> WHAT YOU WILL DO
From the first line of the entries through the line containing "Each instance of the ornate", output everything exactly except the pictures.

> PROVIDED INFORMATION
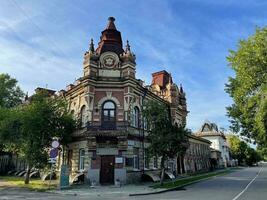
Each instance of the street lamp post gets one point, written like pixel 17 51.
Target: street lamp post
pixel 143 129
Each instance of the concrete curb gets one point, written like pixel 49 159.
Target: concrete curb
pixel 174 188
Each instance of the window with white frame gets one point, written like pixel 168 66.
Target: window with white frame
pixel 146 159
pixel 135 116
pixel 83 116
pixel 155 162
pixel 81 159
pixel 136 159
pixel 145 124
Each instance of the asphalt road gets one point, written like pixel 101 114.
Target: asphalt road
pixel 246 184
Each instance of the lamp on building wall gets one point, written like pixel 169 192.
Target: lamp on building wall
pixel 143 129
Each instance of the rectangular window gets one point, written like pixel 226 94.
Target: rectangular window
pixel 155 162
pixel 146 159
pixel 136 162
pixel 81 159
pixel 129 162
pixel 69 161
pixel 136 158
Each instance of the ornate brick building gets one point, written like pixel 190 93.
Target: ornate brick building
pixel 111 143
pixel 210 131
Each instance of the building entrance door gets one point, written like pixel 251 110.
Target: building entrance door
pixel 107 170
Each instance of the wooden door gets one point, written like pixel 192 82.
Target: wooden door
pixel 107 170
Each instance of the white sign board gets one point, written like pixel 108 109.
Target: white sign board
pixel 119 160
pixel 52 160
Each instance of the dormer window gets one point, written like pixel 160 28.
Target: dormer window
pixel 108 114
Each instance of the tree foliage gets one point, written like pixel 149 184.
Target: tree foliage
pixel 241 151
pixel 249 87
pixel 10 93
pixel 166 140
pixel 28 129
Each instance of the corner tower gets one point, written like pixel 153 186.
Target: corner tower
pixel 109 59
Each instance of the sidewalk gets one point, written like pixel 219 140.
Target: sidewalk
pixel 125 190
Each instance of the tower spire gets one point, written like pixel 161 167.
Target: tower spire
pixel 92 48
pixel 181 88
pixel 110 39
pixel 127 47
pixel 111 25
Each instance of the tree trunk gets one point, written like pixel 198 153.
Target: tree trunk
pixel 27 176
pixel 162 170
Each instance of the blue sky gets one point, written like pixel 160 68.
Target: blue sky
pixel 43 42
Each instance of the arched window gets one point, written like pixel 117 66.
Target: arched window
pixel 109 113
pixel 81 159
pixel 83 116
pixel 136 117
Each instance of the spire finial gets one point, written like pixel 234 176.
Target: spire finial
pixel 181 88
pixel 111 24
pixel 26 97
pixel 92 48
pixel 112 19
pixel 127 47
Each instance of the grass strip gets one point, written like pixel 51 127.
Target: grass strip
pixel 188 180
pixel 35 184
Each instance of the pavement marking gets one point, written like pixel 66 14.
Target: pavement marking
pixel 237 196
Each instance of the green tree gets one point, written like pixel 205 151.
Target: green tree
pixel 249 87
pixel 166 140
pixel 28 129
pixel 10 94
pixel 241 151
pixel 238 148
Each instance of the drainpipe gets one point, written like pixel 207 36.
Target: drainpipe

> OUTPUT FOR THIS TASK
Each instance of the street lamp post gets one point, written like pixel 17 51.
Target: street lamp post
pixel 143 129
Each instance of the concrete curb gets one point, written like pixel 49 159.
Target: concrete curb
pixel 174 188
Each instance of the window with white frame gets one point, written like pixel 168 66.
Target: window with white frame
pixel 146 159
pixel 135 116
pixel 83 116
pixel 155 162
pixel 81 159
pixel 136 159
pixel 145 124
Each instance of the asphalt road gets one point, written like pixel 101 114.
Target: asphalt road
pixel 246 184
Each instance of the lamp on building wall gets one point, written like pixel 169 192.
Target: lamp on building wall
pixel 143 129
Each instance of the rectangular window gets one point, written like pixel 226 94.
Target: rectangular window
pixel 155 162
pixel 146 159
pixel 136 162
pixel 81 159
pixel 129 162
pixel 69 161
pixel 136 158
Each instance of the ornate brick building gets one point, written like pixel 190 93.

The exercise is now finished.